- [Given request]
Render the rows between the line holding "Where can the glowing" and the line holding "<point>147,133</point>", inclusive, as a numbered list with blank lines omitted.

- [Coordinate labeling data]
-- begin --

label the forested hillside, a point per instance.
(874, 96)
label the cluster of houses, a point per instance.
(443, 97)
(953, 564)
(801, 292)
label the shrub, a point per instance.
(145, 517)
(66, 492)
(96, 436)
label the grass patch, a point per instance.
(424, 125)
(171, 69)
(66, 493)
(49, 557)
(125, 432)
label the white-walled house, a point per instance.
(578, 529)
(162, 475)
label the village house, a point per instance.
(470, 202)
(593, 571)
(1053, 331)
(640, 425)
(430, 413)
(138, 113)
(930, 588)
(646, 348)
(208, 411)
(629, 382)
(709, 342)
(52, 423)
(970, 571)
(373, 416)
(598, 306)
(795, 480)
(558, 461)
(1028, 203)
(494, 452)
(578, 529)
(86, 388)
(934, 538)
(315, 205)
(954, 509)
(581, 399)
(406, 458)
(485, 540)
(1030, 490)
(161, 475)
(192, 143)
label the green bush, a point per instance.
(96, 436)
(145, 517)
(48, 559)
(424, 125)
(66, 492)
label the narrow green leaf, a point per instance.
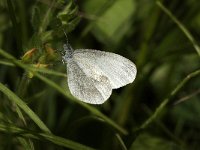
(11, 129)
(15, 99)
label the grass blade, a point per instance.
(181, 26)
(14, 98)
(43, 136)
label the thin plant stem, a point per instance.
(162, 106)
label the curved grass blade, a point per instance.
(15, 99)
(166, 101)
(11, 129)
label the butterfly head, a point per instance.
(68, 52)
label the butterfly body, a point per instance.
(92, 74)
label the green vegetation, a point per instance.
(159, 111)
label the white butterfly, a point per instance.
(92, 74)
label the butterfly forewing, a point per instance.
(119, 70)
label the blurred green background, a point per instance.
(160, 110)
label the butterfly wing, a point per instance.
(119, 70)
(86, 83)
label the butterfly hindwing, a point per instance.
(86, 83)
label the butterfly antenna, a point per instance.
(67, 41)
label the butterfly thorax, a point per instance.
(68, 52)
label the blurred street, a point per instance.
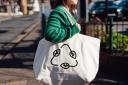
(21, 32)
(18, 42)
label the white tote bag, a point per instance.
(72, 62)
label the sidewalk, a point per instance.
(16, 66)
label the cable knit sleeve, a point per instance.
(57, 29)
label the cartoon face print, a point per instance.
(64, 65)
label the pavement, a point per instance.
(18, 42)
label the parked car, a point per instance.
(123, 9)
(98, 9)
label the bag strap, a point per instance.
(67, 13)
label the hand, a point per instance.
(78, 25)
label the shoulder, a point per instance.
(58, 12)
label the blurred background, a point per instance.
(22, 23)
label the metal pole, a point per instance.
(83, 16)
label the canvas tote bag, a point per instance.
(72, 62)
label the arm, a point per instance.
(56, 32)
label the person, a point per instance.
(58, 27)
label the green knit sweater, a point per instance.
(58, 27)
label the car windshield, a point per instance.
(123, 3)
(102, 4)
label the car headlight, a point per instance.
(93, 12)
(119, 10)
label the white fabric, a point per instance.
(48, 65)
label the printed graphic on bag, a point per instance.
(64, 65)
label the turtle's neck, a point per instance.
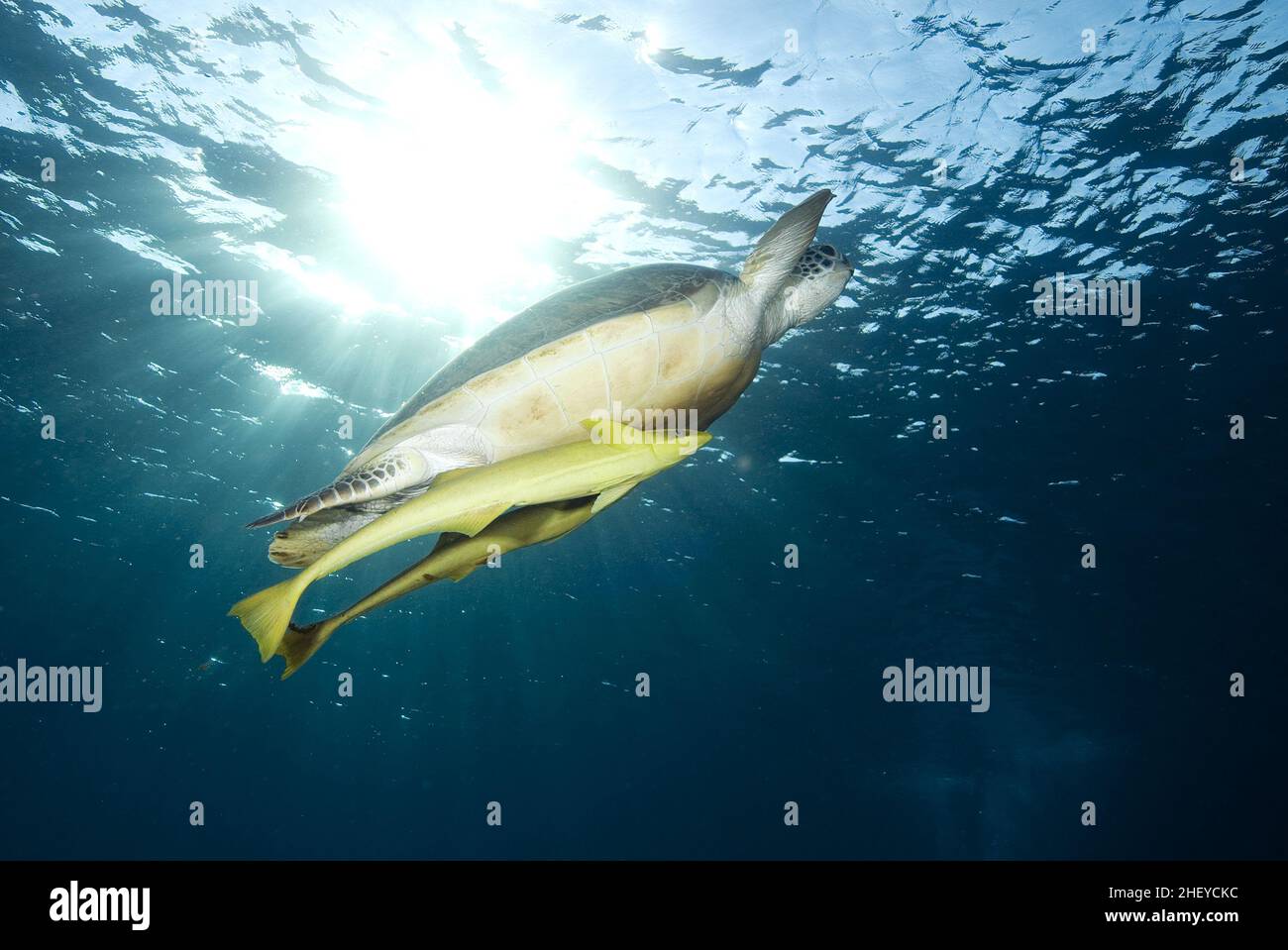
(776, 322)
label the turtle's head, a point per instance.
(814, 284)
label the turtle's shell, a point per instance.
(645, 338)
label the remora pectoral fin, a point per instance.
(477, 519)
(609, 495)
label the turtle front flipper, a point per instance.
(389, 473)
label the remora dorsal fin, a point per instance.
(777, 253)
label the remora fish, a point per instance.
(609, 465)
(454, 558)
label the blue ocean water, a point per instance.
(395, 181)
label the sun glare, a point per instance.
(456, 188)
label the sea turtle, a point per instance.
(670, 340)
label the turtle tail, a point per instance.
(387, 473)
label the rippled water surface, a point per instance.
(398, 179)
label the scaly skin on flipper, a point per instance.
(390, 473)
(452, 560)
(614, 456)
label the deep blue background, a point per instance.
(1109, 685)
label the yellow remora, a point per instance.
(455, 558)
(610, 464)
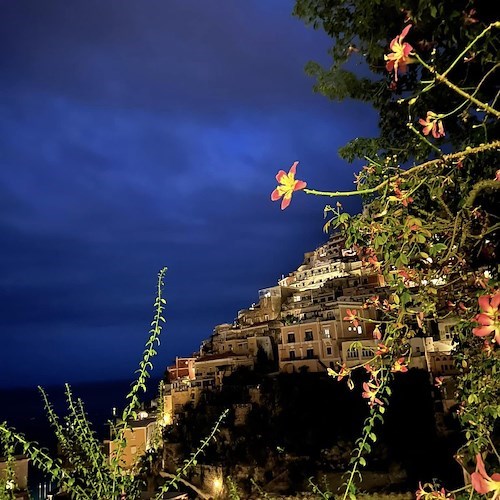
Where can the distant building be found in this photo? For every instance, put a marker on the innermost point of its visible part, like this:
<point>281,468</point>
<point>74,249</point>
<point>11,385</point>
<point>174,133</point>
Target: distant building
<point>20,468</point>
<point>138,440</point>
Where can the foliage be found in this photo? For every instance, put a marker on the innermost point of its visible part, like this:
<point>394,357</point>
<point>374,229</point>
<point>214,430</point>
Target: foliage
<point>429,224</point>
<point>86,472</point>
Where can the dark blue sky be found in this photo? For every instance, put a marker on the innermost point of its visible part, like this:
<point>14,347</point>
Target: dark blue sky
<point>139,134</point>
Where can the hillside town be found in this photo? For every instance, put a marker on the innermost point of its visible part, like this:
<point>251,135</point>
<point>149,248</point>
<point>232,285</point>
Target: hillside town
<point>301,325</point>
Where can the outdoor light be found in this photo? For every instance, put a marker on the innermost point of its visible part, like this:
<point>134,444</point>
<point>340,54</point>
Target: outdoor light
<point>217,484</point>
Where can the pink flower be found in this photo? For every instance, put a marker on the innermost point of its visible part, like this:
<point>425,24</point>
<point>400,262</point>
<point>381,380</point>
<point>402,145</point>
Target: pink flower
<point>433,124</point>
<point>398,59</point>
<point>489,318</point>
<point>432,493</point>
<point>287,186</point>
<point>370,392</point>
<point>399,366</point>
<point>351,316</point>
<point>483,483</point>
<point>344,371</point>
<point>382,349</point>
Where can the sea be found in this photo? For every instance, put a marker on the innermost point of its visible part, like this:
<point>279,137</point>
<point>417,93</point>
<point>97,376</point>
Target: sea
<point>23,410</point>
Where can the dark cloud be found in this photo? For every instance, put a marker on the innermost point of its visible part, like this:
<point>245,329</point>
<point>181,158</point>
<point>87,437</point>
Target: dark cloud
<point>135,135</point>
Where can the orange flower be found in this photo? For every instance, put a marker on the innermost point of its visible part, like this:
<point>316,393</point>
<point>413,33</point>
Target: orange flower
<point>370,393</point>
<point>483,483</point>
<point>432,493</point>
<point>351,316</point>
<point>399,58</point>
<point>344,371</point>
<point>433,124</point>
<point>287,186</point>
<point>489,318</point>
<point>399,366</point>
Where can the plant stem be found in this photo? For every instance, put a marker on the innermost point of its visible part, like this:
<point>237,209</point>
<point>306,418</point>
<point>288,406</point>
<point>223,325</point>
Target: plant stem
<point>443,160</point>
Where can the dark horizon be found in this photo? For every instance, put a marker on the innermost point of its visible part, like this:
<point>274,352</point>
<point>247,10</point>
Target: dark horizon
<point>137,136</point>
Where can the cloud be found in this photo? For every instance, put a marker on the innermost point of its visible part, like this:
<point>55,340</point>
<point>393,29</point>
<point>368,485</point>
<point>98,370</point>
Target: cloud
<point>136,135</point>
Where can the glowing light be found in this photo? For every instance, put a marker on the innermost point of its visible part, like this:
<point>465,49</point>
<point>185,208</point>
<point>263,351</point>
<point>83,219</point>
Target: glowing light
<point>217,484</point>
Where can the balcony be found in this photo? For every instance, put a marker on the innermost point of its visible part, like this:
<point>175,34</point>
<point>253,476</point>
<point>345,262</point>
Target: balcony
<point>299,358</point>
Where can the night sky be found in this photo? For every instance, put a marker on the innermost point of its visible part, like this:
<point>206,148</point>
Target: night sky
<point>147,133</point>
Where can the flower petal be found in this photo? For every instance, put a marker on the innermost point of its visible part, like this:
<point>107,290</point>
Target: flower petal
<point>483,331</point>
<point>479,483</point>
<point>293,168</point>
<point>299,185</point>
<point>286,201</point>
<point>276,195</point>
<point>495,301</point>
<point>280,175</point>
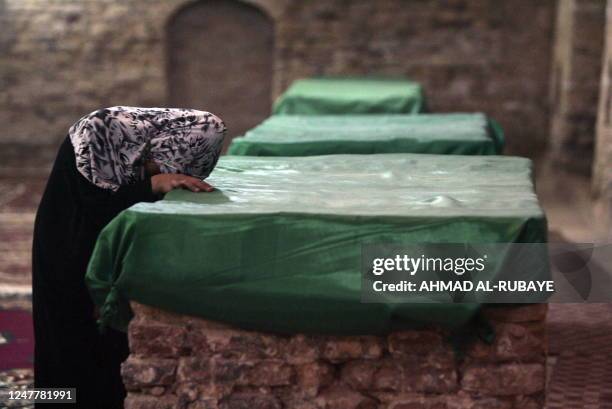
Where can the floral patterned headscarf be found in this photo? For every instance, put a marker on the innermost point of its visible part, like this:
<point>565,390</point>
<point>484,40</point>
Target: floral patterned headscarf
<point>112,144</point>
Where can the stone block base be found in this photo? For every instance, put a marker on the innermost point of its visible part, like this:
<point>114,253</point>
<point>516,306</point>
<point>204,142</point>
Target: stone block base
<point>178,361</point>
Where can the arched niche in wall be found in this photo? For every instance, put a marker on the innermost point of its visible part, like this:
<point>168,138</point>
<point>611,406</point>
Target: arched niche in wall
<point>219,59</point>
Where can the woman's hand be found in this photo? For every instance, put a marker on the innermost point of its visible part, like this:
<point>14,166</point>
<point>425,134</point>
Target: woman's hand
<point>165,182</point>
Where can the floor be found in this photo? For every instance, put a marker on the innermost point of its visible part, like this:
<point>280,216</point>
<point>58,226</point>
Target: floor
<point>580,335</point>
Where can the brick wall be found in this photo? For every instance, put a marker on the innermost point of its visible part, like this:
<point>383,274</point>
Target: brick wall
<point>575,82</point>
<point>477,55</point>
<point>602,168</point>
<point>183,362</point>
<point>62,58</point>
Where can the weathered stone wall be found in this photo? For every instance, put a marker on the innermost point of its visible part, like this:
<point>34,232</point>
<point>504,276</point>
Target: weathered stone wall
<point>60,59</point>
<point>183,362</point>
<point>575,82</point>
<point>602,168</point>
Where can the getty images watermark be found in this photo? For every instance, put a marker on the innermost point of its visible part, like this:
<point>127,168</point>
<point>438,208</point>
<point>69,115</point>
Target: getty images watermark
<point>487,273</point>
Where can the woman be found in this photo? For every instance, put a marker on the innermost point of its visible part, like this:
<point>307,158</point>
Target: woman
<point>111,159</point>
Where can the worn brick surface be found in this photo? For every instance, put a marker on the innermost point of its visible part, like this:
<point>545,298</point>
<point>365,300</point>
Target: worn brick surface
<point>217,366</point>
<point>61,59</point>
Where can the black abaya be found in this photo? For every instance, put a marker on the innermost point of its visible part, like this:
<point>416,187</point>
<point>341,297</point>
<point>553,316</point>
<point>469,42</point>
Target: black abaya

-- end --

- [Response]
1. Where can the glowing light be found in this photo? For every instance, put a marker on the innermost point of its visible part, like this:
2. <point>465,49</point>
3. <point>185,208</point>
4. <point>263,351</point>
5. <point>83,219</point>
6. Target: glowing light
7. <point>217,484</point>
8. Where can the balcony be found in this photo? For every instance, put a marker on the innermost point of its visible part, like this:
9. <point>175,34</point>
10. <point>253,476</point>
11. <point>345,262</point>
12. Target: balcony
13. <point>299,358</point>
14. Where can the night sky be found in this photo? For every instance, put a marker on the innermost point of its visible part, like this:
15. <point>206,148</point>
16. Target: night sky
17. <point>147,133</point>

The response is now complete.